— WRITTEN INSTRUCTION —
Render the lines below as a Markdown table with two columns, Row and Line, giving each non-blank line its own numbered row and skipping blank ones. Leave the pictures out.

____ MATERIAL

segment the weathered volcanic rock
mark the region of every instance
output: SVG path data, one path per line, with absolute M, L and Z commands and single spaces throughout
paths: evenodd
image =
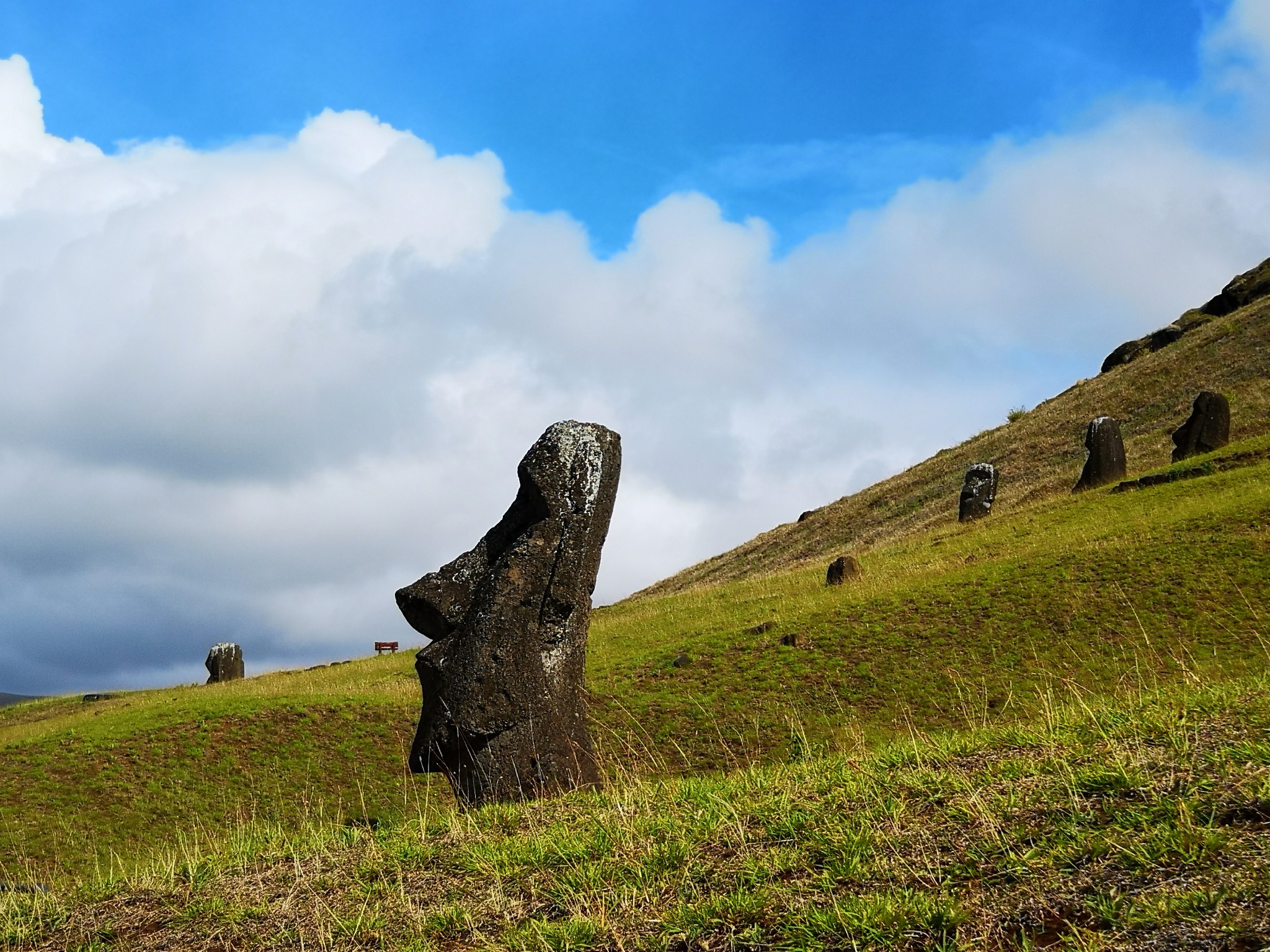
M 207 652 L 207 683 L 216 684 L 222 680 L 237 680 L 243 677 L 243 649 L 232 641 L 222 641 L 212 645 Z
M 958 499 L 958 522 L 980 519 L 992 512 L 997 498 L 997 467 L 992 463 L 974 463 L 965 471 L 961 480 L 961 495 Z
M 1212 453 L 1231 442 L 1231 404 L 1220 393 L 1201 390 L 1191 404 L 1191 415 L 1173 430 L 1173 462 L 1187 456 Z
M 475 548 L 396 593 L 428 636 L 410 750 L 471 805 L 597 787 L 583 702 L 591 593 L 617 495 L 621 440 L 593 423 L 550 426 L 521 489 Z
M 1081 479 L 1072 487 L 1073 493 L 1124 479 L 1124 440 L 1119 423 L 1110 416 L 1090 420 L 1085 428 L 1085 448 L 1090 454 L 1085 458 Z
M 1151 354 L 1161 348 L 1168 347 L 1182 335 L 1195 330 L 1195 327 L 1208 324 L 1214 317 L 1224 317 L 1232 311 L 1251 305 L 1270 294 L 1270 258 L 1256 268 L 1243 274 L 1236 275 L 1229 284 L 1222 288 L 1222 293 L 1209 300 L 1200 307 L 1193 307 L 1172 324 L 1165 325 L 1160 330 L 1153 330 L 1144 338 L 1126 340 L 1102 362 L 1102 373 L 1113 367 L 1132 363 L 1143 354 Z
M 1220 294 L 1198 310 L 1214 317 L 1224 317 L 1266 294 L 1270 294 L 1270 258 L 1252 270 L 1232 278 L 1231 283 L 1222 288 Z
M 864 575 L 864 569 L 855 556 L 838 556 L 824 572 L 826 585 L 841 585 L 847 579 L 859 579 Z

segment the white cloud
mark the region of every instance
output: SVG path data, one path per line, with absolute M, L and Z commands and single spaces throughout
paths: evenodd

________

— WRITTEN SOLUTION —
| Row | Line |
|---|---|
| 1 | segment the weathered volcanic rock |
| 2 | mark the region of every instance |
| 3 | output: SVG path data, one path per line, with absolute M, L and Z commands and single spaces throughout |
| 4 | paths: evenodd |
| 5 | image = |
| 6 | M 207 652 L 207 683 L 216 684 L 222 680 L 237 680 L 243 677 L 243 649 L 232 641 L 222 641 L 212 645 Z |
| 7 | M 958 499 L 958 522 L 980 519 L 992 512 L 997 498 L 997 467 L 992 463 L 974 463 L 965 471 L 961 480 L 961 495 Z |
| 8 | M 1212 453 L 1231 442 L 1231 404 L 1220 393 L 1201 390 L 1191 404 L 1191 415 L 1173 430 L 1173 462 L 1187 456 Z |
| 9 | M 475 548 L 396 593 L 428 636 L 410 750 L 471 805 L 597 787 L 583 702 L 591 593 L 617 495 L 621 440 L 593 423 L 550 426 L 521 489 Z |
| 10 | M 1081 479 L 1072 487 L 1073 493 L 1124 479 L 1124 440 L 1119 423 L 1110 416 L 1090 420 L 1085 428 L 1085 448 L 1090 454 L 1085 458 Z |
| 11 | M 1151 354 L 1161 348 L 1168 347 L 1182 335 L 1195 330 L 1195 327 L 1208 324 L 1214 317 L 1224 317 L 1232 311 L 1251 305 L 1270 294 L 1270 258 L 1256 268 L 1243 274 L 1236 275 L 1229 284 L 1222 288 L 1222 293 L 1209 300 L 1200 307 L 1193 307 L 1172 324 L 1165 325 L 1160 330 L 1153 330 L 1144 338 L 1126 340 L 1102 362 L 1102 373 L 1113 367 L 1132 363 L 1143 354 Z |
| 12 | M 1220 294 L 1198 310 L 1214 317 L 1224 317 L 1266 294 L 1270 294 L 1270 258 L 1252 270 L 1232 278 L 1231 283 L 1222 288 Z |
| 13 | M 864 575 L 864 569 L 855 556 L 838 556 L 824 572 L 826 585 L 841 585 L 847 579 L 859 579 Z |
| 14 | segment the white cloud |
| 15 | mark the region of every instance |
| 16 | output: SVG path data, one path per line, with absolute M, L and Z commands and single spaces throughout |
| 17 | paths: evenodd |